▶ **Passage to read**
** BEGIN **
Scalable Network Stack supporting TCP/IP, RoCEv2, UDP/IP at 10-100Gbit/s
Table of contents
Getting Started
Prerequisites
- Xilinx Vivado 2019.1
- cmake 3.0 or higher
Supported boards (out of the box)
- Xilinx VC709
- Xilinx VCU118
- Alpha Data ADM-PCIE-7V3
Compiling (all) HLS modules and install them to your IP repository
- Optionally specify the location of your IP repository:
export $IPREPO_DIR=/home/myname/iprepo
- Create a build directory
mkdir build
cd build
2.a) Configure build
cmake .. -DDATA_WIDTH=64 -DCLOCK_PERIOD=3.1 -DFPGA_PART=xcvu9p-flga2104-2L-e -DFPGA_FAMILY=ultraplus -DVIVADO_HLS_ROOT_DIR=/opt/Xilinx/Vivado//2019.1/bin/
2.b)Alternatively you can use one the board name ot configure your build
cmake .. -DDEVICE_NAME=vcu118
All cmake options:
Name | Values | Desription |
---|---|---|
DEVICE_NAME | <vc709,vcu118,adm7v3> | Supported devices |
NETWORK_BANDWIDTH | <10,100> | Bandwidth of the Ethernet interface in Gbit/s, default depends on board |
FPGA_PART | Name of the FPGA part, e.g. xc7vx690tffg1761-2 | |
FPGA_FAMILY | <7series,ultraplus> | Name of the FPGA part family |
DATA_WIDTH | <8,16,32,64> | Data width of the network stack in bytes |
CLOCK_PERIOD | Clock period in nanoseconds, e.g. 3.1 for 100G, 6.4 for 10G | |
TCP_STACK_MSS | Maximum segment size of the TCP/IP stack | |
TCP_STACK_WINDOW_SCALING_EN | <0,1> | Enalbing TCP Window scaling option |
VIVADO_HLS_ROOT_DIR | Path to Vivado HLS directory, e.g. /opt/Xilinx/Vivado/2019.1 |
- Build HLS IP cores and install them into IP repository
make installip
For an example project including the TCP/IP stack or the RoCEv2 stack with DMA to host memory checkout our Distributed Accelerator OS DavOS.
** END **
▶ **Data excerpt**
** BEGIN **
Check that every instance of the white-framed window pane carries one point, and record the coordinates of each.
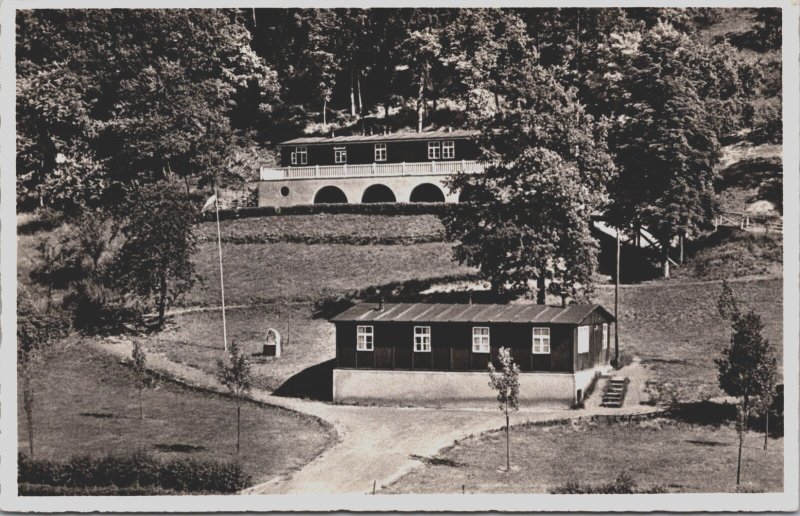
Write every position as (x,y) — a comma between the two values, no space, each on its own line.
** END **
Write the next part of the network stack build guide above, picking up after its last sentence.

▶ **Response to this exercise**
Working with individual HLS modules
- Setup build directory, e.g. for the TCP module
$ cd hls/toe
$ mkdir build
$ cd build
$ cmake .. -DFPGA_PART=xcvu9p-flga2104-2L-e -DDATA_WIDTH=8 -DCLOCK_PERIOD=3.1
- Run c-simulation
$ make csim
- Run c-synthesis
$ make synthesis
- Generate HLS IP core
$ make ip
- Install HLS IP core into the IP repository
$ make installip
Interfaces
All interfaces are using the AXI4-Stream protocol. For AXI4-Streams carrying network/data packets, we use the following definition in HLS:
template <int D>
struct net_axis
{
ap_uint<D> data;
ap_uint<D/8> keep;
ap_uint<1> last;
};
TCP/IP
Open Connection
To open a connection the destination IP address and TCP port have to provided through the s_axis_open_conn_req
interface. The TCP stack provides an answer to this request through the m_axis_open_conn_rsp
interface which provides the sessionID and a boolean indicating if the connection was openend successfully.
Interface definition in HLS:
struct ipTuple
{
ap_uint<32> ip_address;
ap_uint<16> ip_port;
};
struct openStatus
{
ap_uint<16> sessionID;
bool success;
};
void toe(...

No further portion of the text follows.